** SUPPLIED PASSAGE **
****
I wanted to run today, as in I planned to run today, but when it came down to actually running, I didn’t really feel like it. Or maybe it was more that other things seemed more pressing–like cleaning my house or writing or napping. Whether any of those things will happen today remains to be seen, but I did run. I considered that more often than not, I’m glad I went even if initially I didn’t want to go, and that I might not get to run again until maybe as late as this Saturday, and so I ran. 2.69 miles in 30:03 for an 11:11/mile. That’s slow, even for me, but by the time I started, the heat index was already 91 degrees. Even still, I’d been running for 12 or 13 minutes before I felt sweat collecting on my upper lip, and almost 20 before the first bead of sweat broke free from my hairline and rolled down my right cheek. That’s about normal for me. I don’t start really sweating until I’ve been at it for a while, even if it’s really hot. A couple weeks ago, my husband and I went for an afternoon hike with some of our friends and their dogs at Pocahontas State Park–we went for an hour. Everyone else was wiping sweat from their brows. It dripped off their chins and down their backs. I had one little damp spot, the size of a half dollar, on my chest.

“How are you not sweating?” one of my friends asked. But I don’t know; I just don’t sweat much. I glisten a lot. And if I get hot enough, my face gets really red, and becomes grotesquely blotchy as I cool off. It’s very ugly when that happens.

A runner should maybe identify with a hare or a gazelle or a cheetah–but I’m a snail right now, edging along on the line between walking and running.

This morning before I ran, I ate a bowl of cereal with dried cherries, milk, and orange juice (which is what I always eat for breakfast every morning) and walked the dogs for a little over an hour. During our walk, I noticed a little snail on some leaves. A snail is the mascot for this journal, so I snapped a photo of him–and thought of him a few times during my run. I don’t care much right now about how fast I run. I just care that I run. A runner should maybe identify more with a hare or a gazelle or a cheetah–but I’m a snail right now, edging along on the line between walking and running. That’s okay. Some people would say I’m cutting myself too much slack, going too easy on myself, not training to my potential. They’re not wrong. That’s okay, too.

When I was really serious about running, in late college and early in my teaching career, my dad would sometimes try to put things into perspective for me. “You’re not a professional runner,” he’d say. I don’t remember how I felt about that, but I mostly ignored it. I remember it now, though. I’m not a professional runner. I’m a wife and a dog mom and a teacher and a writer and a daughter and a sister and a friend–and a recreational runner. And if running isn’t recreational, if I pressurize it fretting over time and distance, then–right now, at least–what’s the point? Running is a release–a treat, a haven. Not a job, not an obligation.
****
** WHAT TO DO **
a – Reproduce the part of the running post starting with "This morning before" and going on through "That’s okay, too.".
b – State only the number of lines in the listing that contain the string "keyboard".
The listing has no connection to the running post.

** RECORDS SHOWN **
****
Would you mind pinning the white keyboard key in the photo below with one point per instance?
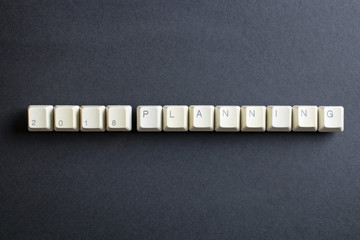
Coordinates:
(227, 118)
(253, 118)
(331, 119)
(201, 118)
(175, 118)
(305, 118)
(149, 118)
(40, 118)
(118, 118)
(92, 118)
(279, 118)
(66, 118)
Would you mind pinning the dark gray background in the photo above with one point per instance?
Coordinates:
(179, 185)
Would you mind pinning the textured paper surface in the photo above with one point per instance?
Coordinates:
(179, 185)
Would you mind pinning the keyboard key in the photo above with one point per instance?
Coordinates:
(331, 119)
(66, 118)
(279, 118)
(149, 118)
(305, 118)
(201, 118)
(40, 118)
(227, 118)
(118, 118)
(253, 118)
(175, 118)
(92, 118)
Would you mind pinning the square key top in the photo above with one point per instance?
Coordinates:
(40, 118)
(149, 118)
(118, 118)
(201, 118)
(305, 118)
(227, 118)
(279, 118)
(66, 118)
(331, 119)
(92, 118)
(253, 118)
(175, 118)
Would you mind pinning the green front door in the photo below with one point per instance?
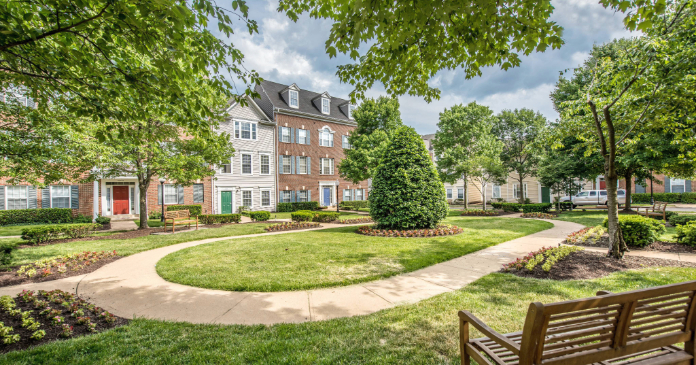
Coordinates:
(545, 195)
(226, 202)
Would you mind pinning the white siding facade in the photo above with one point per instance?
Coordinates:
(251, 174)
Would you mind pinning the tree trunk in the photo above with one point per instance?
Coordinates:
(143, 204)
(629, 191)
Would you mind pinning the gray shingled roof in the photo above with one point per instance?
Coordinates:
(270, 97)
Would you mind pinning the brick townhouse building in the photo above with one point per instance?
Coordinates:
(312, 132)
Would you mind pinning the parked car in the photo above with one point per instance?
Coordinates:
(596, 197)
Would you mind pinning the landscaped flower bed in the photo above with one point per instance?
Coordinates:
(480, 212)
(289, 226)
(442, 230)
(355, 220)
(537, 215)
(547, 257)
(33, 318)
(63, 264)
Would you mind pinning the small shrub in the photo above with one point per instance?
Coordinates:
(325, 217)
(686, 234)
(219, 218)
(639, 231)
(36, 216)
(536, 208)
(51, 232)
(194, 209)
(260, 216)
(302, 216)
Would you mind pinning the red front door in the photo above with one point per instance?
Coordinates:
(120, 200)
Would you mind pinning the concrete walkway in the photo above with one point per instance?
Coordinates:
(131, 287)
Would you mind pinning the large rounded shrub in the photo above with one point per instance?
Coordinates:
(406, 190)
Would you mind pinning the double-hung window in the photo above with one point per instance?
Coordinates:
(326, 138)
(286, 164)
(265, 198)
(285, 134)
(302, 165)
(302, 136)
(60, 196)
(16, 197)
(245, 130)
(265, 162)
(294, 99)
(327, 166)
(246, 198)
(171, 194)
(246, 163)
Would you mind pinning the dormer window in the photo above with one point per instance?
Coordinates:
(325, 105)
(294, 99)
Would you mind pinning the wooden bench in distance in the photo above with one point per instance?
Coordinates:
(638, 327)
(659, 209)
(177, 218)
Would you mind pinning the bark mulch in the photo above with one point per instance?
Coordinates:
(53, 331)
(9, 278)
(590, 265)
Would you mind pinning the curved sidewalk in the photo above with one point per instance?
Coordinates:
(131, 287)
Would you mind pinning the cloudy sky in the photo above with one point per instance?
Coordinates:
(287, 52)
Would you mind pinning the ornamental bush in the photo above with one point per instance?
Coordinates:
(639, 231)
(36, 216)
(194, 209)
(686, 234)
(260, 216)
(219, 218)
(51, 232)
(406, 190)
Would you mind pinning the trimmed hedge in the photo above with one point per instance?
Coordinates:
(260, 216)
(194, 209)
(302, 216)
(293, 207)
(354, 204)
(219, 218)
(686, 234)
(52, 232)
(677, 219)
(639, 231)
(34, 216)
(536, 208)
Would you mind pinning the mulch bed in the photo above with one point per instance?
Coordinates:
(53, 332)
(9, 278)
(590, 265)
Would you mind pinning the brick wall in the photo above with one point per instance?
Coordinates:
(315, 152)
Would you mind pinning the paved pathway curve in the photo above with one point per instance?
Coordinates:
(131, 287)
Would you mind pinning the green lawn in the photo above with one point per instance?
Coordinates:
(135, 245)
(421, 333)
(591, 219)
(330, 257)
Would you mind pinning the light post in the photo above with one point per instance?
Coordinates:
(337, 182)
(162, 180)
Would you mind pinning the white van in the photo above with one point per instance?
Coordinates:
(597, 197)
****
** ANSWERS IN ORDER **
a –
This morning before I ran, I ate a bowl of cereal with dried cherries, milk, and orange juice (which is what I always eat for breakfast every morning) and walked the dogs for a little over an hour. During our walk, I noticed a little snail on some leaves. A snail is the mascot for this journal, so I snapped a photo of him–and thought of him a few times during my run. I don’t care much right now about how fast I run. I just care that I run. A runner should maybe identify more with a hare or a gazelle or a cheetah–but I’m a snail right now, edging along on the line between walking and running. That’s okay. Some people would say I’m cutting myself too much slack, going too easy on myself, not training to my potential. They’re not wrong. That’s okay, too.

b – 2